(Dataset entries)

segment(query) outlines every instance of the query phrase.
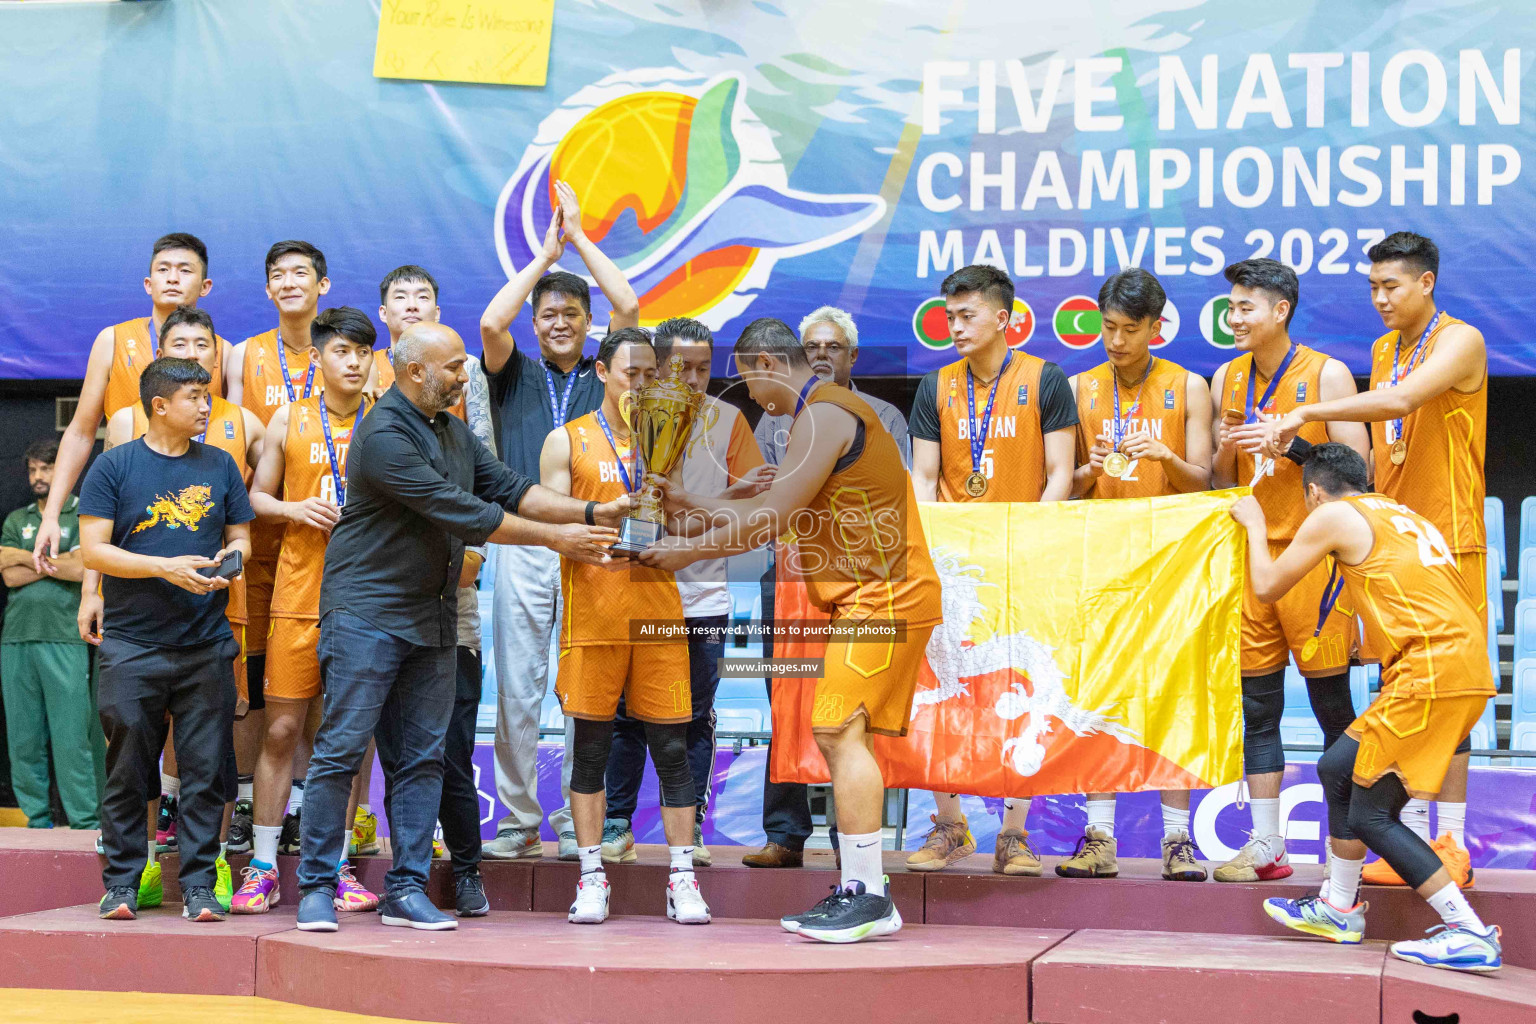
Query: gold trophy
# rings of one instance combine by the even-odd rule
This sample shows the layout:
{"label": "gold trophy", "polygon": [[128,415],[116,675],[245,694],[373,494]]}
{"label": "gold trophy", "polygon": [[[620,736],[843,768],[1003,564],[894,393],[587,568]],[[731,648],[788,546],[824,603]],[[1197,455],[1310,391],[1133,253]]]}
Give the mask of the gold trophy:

__Exercise__: Keeping the pictures out, output the records from above exactly and completely.

__Written answer__:
segment(query) outlines every instance of the query phrase.
Query: gold trophy
# rings of one instance combine by the even-odd rule
This sample shows the layout:
{"label": "gold trophy", "polygon": [[128,415],[116,675],[245,694],[373,494]]}
{"label": "gold trophy", "polygon": [[[620,736],[843,768],[1003,564],[894,393],[587,568]],[[731,648],[788,546],[824,603]],[[1197,455],[1310,391],[1133,253]]]}
Give the mask of the gold trophy:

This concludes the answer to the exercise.